◆ **EXERCISE REQUIREMENTS**:
A word-for-word transcription of all the data is required.

◆ **EXTRACTED INFORMATION**:
Start of Block

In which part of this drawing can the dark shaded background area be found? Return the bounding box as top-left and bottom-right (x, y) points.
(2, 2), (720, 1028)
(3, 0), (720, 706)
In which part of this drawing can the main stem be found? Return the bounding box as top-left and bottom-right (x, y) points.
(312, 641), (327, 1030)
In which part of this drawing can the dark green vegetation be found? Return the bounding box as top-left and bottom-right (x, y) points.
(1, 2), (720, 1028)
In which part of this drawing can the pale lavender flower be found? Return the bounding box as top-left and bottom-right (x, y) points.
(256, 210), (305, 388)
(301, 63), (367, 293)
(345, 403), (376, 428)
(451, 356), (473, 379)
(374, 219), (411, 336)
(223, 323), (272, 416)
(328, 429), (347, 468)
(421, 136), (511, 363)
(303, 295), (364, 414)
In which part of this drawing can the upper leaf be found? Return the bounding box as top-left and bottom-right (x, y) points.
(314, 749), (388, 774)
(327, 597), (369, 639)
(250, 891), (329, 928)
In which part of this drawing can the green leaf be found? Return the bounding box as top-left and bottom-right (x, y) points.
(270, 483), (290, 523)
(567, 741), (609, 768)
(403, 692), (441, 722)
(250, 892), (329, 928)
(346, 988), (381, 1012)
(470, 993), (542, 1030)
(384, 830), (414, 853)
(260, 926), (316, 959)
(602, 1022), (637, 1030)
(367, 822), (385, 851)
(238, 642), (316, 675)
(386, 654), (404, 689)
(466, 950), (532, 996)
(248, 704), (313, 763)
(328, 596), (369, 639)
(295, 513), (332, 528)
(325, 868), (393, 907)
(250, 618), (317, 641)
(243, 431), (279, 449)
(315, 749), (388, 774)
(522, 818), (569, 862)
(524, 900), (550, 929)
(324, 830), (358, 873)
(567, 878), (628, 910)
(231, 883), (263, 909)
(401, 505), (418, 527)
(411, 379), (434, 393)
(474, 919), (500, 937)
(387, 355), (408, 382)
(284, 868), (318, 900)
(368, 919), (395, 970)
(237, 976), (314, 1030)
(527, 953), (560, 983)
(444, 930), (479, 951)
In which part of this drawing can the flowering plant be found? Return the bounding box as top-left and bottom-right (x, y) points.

End of Block

◆ **EXERCISE RESULT**:
In which part of this drawing can the dark shaded background area be found? Return the bounding box as top-left and bottom-right (x, y) points.
(2, 2), (720, 1028)
(3, 0), (720, 706)
In which part of this drawing can the main stem be found? Return the bounding box as top-left and bottom-right (x, y) points.
(312, 641), (327, 1030)
In which part of this drawing can the dark green vegetation be found? Return the bounding box as top-left and bottom-right (x, y) points.
(1, 2), (720, 1028)
In which part of this drawing can the pale lavender flower be found? Return the bounding box as top-left and bottom-right (x, y) points.
(256, 210), (305, 388)
(301, 63), (367, 293)
(345, 403), (376, 428)
(451, 356), (473, 379)
(374, 219), (411, 336)
(223, 323), (272, 416)
(328, 429), (347, 468)
(421, 136), (511, 363)
(303, 295), (364, 414)
In which part of this drawing can the upper leaf be found? Return the bounding box as top-left and bottom-right (x, y) points.
(314, 749), (388, 774)
(327, 597), (369, 639)
(250, 891), (329, 928)
In which part of this drawing can the green leaf be found? Return the bounding box as top-left and bottom-right (x, y) points.
(270, 483), (290, 523)
(567, 741), (609, 768)
(403, 692), (441, 722)
(250, 892), (329, 928)
(346, 988), (381, 1012)
(470, 993), (542, 1030)
(384, 830), (414, 853)
(260, 926), (316, 959)
(602, 1022), (637, 1030)
(367, 822), (385, 851)
(238, 642), (316, 675)
(386, 654), (404, 689)
(466, 950), (532, 996)
(248, 704), (313, 763)
(328, 596), (369, 639)
(295, 513), (332, 528)
(325, 868), (393, 907)
(250, 618), (317, 641)
(243, 431), (279, 449)
(315, 749), (388, 774)
(522, 818), (569, 862)
(524, 900), (550, 929)
(324, 830), (358, 873)
(567, 878), (628, 910)
(231, 883), (263, 909)
(401, 505), (418, 527)
(411, 379), (434, 393)
(474, 919), (500, 937)
(387, 355), (408, 382)
(284, 868), (318, 900)
(368, 919), (395, 970)
(237, 976), (314, 1030)
(527, 953), (560, 983)
(444, 930), (479, 951)
In which part of this drawing can the flowering plant be found? Return the bounding box as top-left and bottom-right (x, y) points.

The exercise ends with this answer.